Skipping all pictures, print exactly the lines below from the one with "Can you see the wooden" through the final line.

◆ **Natural language region descriptions**:
== Segment start ==

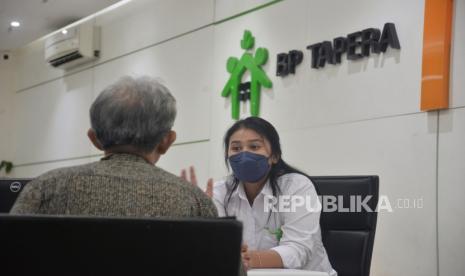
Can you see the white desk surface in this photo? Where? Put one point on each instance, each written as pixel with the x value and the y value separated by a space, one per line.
pixel 284 272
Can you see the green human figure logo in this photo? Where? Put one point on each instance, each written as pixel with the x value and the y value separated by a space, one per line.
pixel 237 68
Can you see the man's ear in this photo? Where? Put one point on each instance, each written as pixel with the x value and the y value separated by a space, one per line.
pixel 93 138
pixel 166 142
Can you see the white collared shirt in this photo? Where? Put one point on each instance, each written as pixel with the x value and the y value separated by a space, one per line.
pixel 300 246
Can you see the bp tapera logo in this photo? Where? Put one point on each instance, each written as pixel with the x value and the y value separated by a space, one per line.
pixel 250 90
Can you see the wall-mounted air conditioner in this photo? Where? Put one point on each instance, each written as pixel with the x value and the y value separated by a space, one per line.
pixel 73 46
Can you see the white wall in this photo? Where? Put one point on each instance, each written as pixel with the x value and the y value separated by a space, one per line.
pixel 451 158
pixel 359 117
pixel 7 89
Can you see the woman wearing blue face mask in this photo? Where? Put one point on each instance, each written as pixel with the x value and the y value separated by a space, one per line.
pixel 276 203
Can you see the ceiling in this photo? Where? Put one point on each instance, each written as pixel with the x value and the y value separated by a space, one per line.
pixel 40 17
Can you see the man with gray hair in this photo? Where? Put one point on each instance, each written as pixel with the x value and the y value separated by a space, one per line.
pixel 131 122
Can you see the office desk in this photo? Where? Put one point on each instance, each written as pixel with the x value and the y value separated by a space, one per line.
pixel 284 272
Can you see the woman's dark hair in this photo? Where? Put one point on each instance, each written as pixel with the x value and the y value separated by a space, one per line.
pixel 268 132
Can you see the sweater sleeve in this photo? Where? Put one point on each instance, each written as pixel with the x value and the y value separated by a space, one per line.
pixel 30 199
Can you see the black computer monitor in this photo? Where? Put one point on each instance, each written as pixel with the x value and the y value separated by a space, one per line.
pixel 9 191
pixel 59 245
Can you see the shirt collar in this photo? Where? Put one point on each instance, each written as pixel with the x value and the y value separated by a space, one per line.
pixel 124 157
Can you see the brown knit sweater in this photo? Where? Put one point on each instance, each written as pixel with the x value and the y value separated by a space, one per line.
pixel 117 185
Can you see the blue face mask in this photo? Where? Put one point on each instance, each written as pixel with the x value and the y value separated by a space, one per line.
pixel 248 166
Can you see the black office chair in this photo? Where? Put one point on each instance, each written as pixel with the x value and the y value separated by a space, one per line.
pixel 349 236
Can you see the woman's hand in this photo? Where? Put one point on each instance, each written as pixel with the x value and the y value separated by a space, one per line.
pixel 193 180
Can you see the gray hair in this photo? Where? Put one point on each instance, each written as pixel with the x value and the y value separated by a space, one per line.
pixel 133 111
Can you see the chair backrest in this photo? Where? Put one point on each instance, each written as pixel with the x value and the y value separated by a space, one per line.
pixel 58 245
pixel 9 191
pixel 348 234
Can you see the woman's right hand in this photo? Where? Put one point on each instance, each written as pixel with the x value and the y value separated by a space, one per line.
pixel 193 180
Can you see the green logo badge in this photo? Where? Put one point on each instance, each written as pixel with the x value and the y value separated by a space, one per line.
pixel 237 68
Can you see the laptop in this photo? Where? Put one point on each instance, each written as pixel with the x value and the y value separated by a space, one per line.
pixel 9 191
pixel 60 245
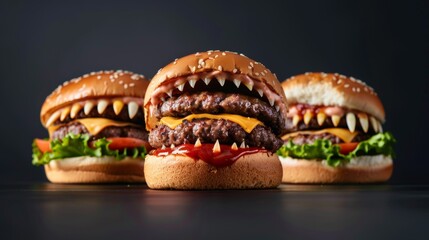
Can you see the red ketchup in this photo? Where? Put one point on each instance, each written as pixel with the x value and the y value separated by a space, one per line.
pixel 225 157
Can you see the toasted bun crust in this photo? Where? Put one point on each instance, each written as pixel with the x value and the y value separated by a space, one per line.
pixel 317 172
pixel 333 89
pixel 94 85
pixel 92 170
pixel 259 170
pixel 224 61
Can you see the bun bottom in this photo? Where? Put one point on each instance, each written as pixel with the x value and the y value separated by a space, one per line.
pixel 259 170
pixel 95 170
pixel 365 169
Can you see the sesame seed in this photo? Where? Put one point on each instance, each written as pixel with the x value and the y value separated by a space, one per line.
pixel 135 77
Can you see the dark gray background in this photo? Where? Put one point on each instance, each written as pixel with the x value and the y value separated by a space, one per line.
pixel 385 44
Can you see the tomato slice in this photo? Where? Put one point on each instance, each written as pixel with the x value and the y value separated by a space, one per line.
pixel 43 145
pixel 122 143
pixel 346 148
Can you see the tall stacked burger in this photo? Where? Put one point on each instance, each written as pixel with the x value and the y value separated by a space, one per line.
pixel 96 129
pixel 335 132
pixel 214 119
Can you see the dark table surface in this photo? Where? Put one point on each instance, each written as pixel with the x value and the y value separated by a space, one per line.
pixel 51 211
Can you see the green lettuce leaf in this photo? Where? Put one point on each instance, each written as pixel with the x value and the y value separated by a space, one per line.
pixel 379 144
pixel 77 145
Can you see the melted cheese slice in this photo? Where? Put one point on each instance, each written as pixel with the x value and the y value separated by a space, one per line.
pixel 343 134
pixel 95 125
pixel 248 124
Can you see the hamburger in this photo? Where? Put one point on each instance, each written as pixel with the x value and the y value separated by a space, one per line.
pixel 335 134
pixel 96 129
pixel 215 119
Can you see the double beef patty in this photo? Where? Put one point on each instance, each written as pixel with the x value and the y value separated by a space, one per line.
pixel 210 130
pixel 217 103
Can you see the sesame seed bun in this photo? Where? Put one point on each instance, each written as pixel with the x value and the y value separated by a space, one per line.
pixel 95 170
pixel 330 89
pixel 224 61
pixel 94 85
pixel 365 169
pixel 259 170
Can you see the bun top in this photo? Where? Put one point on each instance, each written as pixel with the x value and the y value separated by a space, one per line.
pixel 95 85
pixel 215 61
pixel 333 89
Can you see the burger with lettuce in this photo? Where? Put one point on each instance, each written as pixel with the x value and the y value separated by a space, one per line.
pixel 96 129
pixel 335 132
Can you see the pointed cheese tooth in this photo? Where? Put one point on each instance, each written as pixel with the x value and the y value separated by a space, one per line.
pixel 295 120
pixel 363 120
pixel 192 82
pixel 197 143
pixel 216 147
pixel 271 100
pixel 380 128
pixel 181 86
pixel 117 106
pixel 53 118
pixel 207 81
pixel 249 85
pixel 88 107
pixel 374 123
pixel 75 109
pixel 307 117
pixel 102 105
pixel 321 117
pixel 133 107
pixel 221 81
pixel 65 113
pixel 335 119
pixel 351 121
pixel 237 82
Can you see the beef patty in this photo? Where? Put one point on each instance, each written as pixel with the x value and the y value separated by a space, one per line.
pixel 217 103
pixel 210 130
pixel 112 131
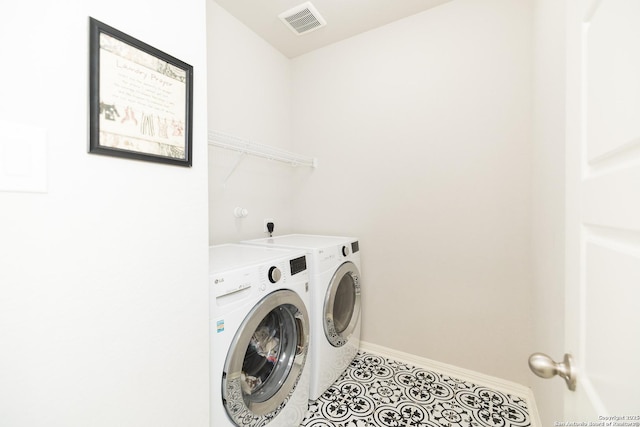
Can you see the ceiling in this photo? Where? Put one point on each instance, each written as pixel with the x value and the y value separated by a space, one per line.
pixel 345 18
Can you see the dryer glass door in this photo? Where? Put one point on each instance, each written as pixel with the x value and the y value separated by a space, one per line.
pixel 266 358
pixel 342 304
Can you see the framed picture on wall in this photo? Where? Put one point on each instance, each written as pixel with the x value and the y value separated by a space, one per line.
pixel 140 99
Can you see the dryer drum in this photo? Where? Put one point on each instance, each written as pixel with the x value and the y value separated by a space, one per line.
pixel 266 358
pixel 342 304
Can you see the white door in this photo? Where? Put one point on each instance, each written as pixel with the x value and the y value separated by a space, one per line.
pixel 603 209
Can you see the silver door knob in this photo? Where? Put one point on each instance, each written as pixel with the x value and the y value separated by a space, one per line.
pixel 544 367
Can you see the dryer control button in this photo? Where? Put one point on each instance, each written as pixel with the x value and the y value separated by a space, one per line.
pixel 274 274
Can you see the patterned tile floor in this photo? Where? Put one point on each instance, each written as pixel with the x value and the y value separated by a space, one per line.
pixel 379 392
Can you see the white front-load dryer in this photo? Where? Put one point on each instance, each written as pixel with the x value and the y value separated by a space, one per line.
pixel 335 302
pixel 259 336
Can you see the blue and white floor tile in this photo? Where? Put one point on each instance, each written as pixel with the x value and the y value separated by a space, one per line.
pixel 379 392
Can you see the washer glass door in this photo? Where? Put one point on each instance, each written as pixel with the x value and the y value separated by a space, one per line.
pixel 266 358
pixel 342 304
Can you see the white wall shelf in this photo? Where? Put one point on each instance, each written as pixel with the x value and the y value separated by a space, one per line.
pixel 243 146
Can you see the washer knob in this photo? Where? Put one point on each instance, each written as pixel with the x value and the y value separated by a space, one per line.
pixel 274 274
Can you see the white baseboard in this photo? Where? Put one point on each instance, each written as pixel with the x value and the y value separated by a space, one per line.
pixel 477 378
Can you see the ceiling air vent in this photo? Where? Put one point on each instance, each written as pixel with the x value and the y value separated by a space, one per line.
pixel 302 19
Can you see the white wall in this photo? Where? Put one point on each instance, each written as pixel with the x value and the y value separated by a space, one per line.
pixel 423 133
pixel 103 279
pixel 548 199
pixel 249 97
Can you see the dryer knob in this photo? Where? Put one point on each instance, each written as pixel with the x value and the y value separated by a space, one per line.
pixel 274 274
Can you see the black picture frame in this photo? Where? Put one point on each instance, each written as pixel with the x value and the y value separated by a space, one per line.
pixel 140 99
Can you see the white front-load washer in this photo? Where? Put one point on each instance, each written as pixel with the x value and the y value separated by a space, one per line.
pixel 259 336
pixel 334 264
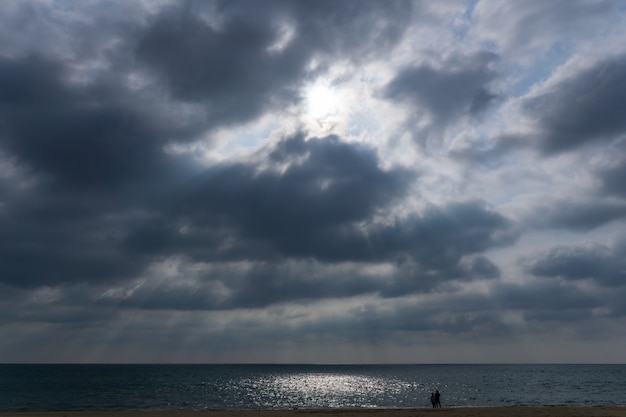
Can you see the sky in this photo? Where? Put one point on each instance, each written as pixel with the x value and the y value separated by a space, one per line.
pixel 322 181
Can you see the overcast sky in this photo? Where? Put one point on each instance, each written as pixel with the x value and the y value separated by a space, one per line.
pixel 313 181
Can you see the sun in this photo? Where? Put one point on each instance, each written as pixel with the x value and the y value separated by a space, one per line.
pixel 321 100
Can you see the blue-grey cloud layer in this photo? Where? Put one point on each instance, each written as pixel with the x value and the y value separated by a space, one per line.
pixel 105 224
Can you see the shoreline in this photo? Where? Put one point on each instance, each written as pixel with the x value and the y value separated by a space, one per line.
pixel 512 411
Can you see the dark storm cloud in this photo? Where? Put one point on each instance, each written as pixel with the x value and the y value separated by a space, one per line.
pixel 613 179
pixel 323 205
pixel 603 264
pixel 243 67
pixel 588 107
pixel 577 214
pixel 79 136
pixel 459 88
pixel 93 148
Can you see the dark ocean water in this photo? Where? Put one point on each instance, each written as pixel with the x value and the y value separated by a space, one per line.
pixel 236 387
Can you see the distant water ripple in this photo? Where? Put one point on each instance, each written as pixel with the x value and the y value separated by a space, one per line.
pixel 236 387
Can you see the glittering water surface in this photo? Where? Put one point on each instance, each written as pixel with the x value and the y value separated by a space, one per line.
pixel 232 387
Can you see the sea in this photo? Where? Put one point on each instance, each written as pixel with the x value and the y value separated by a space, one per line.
pixel 279 387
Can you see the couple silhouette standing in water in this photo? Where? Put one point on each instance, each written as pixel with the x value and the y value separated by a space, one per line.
pixel 435 399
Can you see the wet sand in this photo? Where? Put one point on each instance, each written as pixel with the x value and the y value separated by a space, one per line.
pixel 420 412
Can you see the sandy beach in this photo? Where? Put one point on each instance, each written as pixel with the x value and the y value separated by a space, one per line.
pixel 422 412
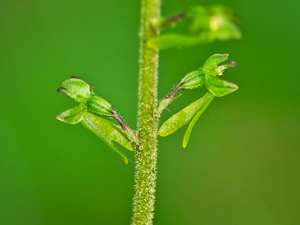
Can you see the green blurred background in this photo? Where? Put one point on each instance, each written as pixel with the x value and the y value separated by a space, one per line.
pixel 241 165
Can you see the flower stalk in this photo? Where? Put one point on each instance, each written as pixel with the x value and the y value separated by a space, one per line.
pixel 146 152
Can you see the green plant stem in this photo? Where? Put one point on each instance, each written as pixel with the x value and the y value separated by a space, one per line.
pixel 146 152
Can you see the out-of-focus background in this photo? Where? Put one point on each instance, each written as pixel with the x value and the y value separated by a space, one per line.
pixel 243 160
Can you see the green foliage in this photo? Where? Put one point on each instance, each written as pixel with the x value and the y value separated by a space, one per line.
pixel 208 75
pixel 206 24
pixel 88 112
pixel 107 132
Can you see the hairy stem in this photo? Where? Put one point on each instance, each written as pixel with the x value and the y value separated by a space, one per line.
pixel 146 153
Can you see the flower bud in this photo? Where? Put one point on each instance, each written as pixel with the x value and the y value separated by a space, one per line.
pixel 73 115
pixel 76 89
pixel 100 106
pixel 192 80
pixel 212 67
pixel 219 87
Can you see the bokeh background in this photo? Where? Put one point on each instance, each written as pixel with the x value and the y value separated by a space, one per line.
pixel 241 165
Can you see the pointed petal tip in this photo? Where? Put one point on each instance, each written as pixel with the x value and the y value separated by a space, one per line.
pixel 59 90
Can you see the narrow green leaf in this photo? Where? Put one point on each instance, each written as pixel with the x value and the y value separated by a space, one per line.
pixel 73 115
pixel 171 40
pixel 206 102
pixel 219 87
pixel 108 132
pixel 192 80
pixel 100 106
pixel 182 117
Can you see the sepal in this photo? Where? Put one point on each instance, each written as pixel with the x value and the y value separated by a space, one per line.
pixel 219 87
pixel 73 115
pixel 76 89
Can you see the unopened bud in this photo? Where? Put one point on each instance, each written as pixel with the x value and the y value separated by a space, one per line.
pixel 192 80
pixel 76 89
pixel 100 106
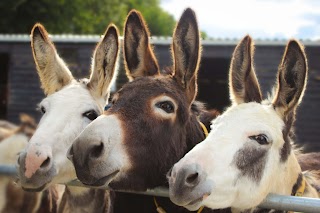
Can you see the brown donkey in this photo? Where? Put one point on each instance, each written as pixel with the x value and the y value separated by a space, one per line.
pixel 152 121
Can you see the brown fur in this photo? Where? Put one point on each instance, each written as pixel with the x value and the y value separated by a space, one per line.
pixel 309 161
pixel 153 144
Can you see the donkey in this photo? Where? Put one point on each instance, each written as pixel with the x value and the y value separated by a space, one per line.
pixel 152 120
pixel 69 107
pixel 12 197
pixel 249 152
pixel 6 129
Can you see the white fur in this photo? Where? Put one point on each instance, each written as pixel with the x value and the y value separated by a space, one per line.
pixel 229 133
pixel 61 124
pixel 9 149
pixel 114 156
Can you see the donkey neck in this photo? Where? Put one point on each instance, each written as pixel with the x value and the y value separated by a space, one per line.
pixel 80 199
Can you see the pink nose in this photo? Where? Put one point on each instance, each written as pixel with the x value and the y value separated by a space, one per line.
pixel 38 158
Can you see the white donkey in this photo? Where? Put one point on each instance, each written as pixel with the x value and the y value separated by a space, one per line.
pixel 69 107
pixel 249 152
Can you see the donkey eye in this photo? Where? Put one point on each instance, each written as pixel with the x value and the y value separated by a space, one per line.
pixel 90 115
pixel 261 139
pixel 43 110
pixel 108 106
pixel 166 106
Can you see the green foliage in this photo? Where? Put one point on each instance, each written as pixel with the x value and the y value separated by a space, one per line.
pixel 80 17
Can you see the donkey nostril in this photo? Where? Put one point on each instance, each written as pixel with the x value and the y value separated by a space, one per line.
pixel 192 179
pixel 45 163
pixel 70 153
pixel 19 159
pixel 97 150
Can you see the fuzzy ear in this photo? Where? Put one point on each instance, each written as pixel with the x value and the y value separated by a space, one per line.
pixel 292 78
pixel 186 53
pixel 138 55
pixel 53 72
pixel 243 83
pixel 104 63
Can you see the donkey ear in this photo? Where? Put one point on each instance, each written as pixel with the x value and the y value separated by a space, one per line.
pixel 186 52
pixel 53 72
pixel 138 55
pixel 104 63
pixel 292 78
pixel 243 83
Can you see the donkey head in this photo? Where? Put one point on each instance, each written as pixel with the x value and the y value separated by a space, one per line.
pixel 69 107
pixel 248 152
pixel 152 124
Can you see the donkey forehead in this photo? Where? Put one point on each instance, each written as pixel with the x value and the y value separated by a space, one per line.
pixel 149 87
pixel 75 96
pixel 253 118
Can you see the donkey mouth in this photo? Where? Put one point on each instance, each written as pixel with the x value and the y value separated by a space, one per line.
pixel 104 180
pixel 39 189
pixel 197 201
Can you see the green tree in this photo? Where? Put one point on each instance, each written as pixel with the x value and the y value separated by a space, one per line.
pixel 80 17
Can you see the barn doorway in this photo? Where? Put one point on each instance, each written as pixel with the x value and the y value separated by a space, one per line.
pixel 4 71
pixel 213 82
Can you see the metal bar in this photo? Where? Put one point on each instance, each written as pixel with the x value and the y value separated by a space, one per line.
pixel 272 201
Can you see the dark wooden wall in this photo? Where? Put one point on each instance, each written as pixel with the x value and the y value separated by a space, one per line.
pixel 25 93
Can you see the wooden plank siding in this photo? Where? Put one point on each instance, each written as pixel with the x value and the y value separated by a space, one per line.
pixel 25 93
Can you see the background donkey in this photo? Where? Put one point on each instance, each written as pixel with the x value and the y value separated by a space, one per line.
pixel 153 119
pixel 249 151
pixel 69 107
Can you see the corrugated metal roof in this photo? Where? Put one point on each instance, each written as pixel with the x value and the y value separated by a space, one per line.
pixel 159 40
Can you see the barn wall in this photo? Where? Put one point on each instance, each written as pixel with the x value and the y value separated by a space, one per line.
pixel 25 92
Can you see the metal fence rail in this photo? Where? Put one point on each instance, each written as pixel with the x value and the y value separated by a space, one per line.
pixel 272 201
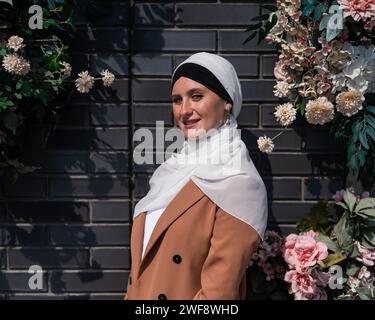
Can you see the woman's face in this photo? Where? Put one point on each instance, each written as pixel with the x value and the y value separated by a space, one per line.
pixel 197 109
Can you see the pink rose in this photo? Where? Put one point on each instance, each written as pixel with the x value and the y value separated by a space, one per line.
pixel 366 256
pixel 302 283
pixel 303 251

== Segment end ==

◆ **Result of the exercise**:
Can you see the wooden plank siding in this photo? Where? Put one point on each instance, each written as pixel with the x value and the y value separated by a space, one per line.
pixel 25 93
Can you see the background donkey in this photo? Where? Put one point on each instance, each written as pixel with the x value and the y value separated by a space, one per line.
pixel 153 119
pixel 249 151
pixel 69 107
Can you see the corrugated metal roof in this photo? Where? Put one point on each instance, each written as pixel with the x value and the y value separated by a space, one per line.
pixel 159 40
Can you see the barn wall in this photo? Where? Put one point on each instance, each written as pixel with the x value and the y value separated by a space, one per line.
pixel 25 92
Can you see the metal fence rail in this photo? Where? Put one point on each instance, each written as pixel with the x value and the y value separated by a space, one per line.
pixel 272 201
Can you see the woman's face in this photo? Where? Put one point on each instance, each written as pixel with the x value and the y value separated by a space, one per line.
pixel 197 109
Can you see the pink rose in this photo? Where? Put one point on each instance, each written as pixel with the x value and the y value separated by a space, one per line.
pixel 366 256
pixel 302 283
pixel 303 251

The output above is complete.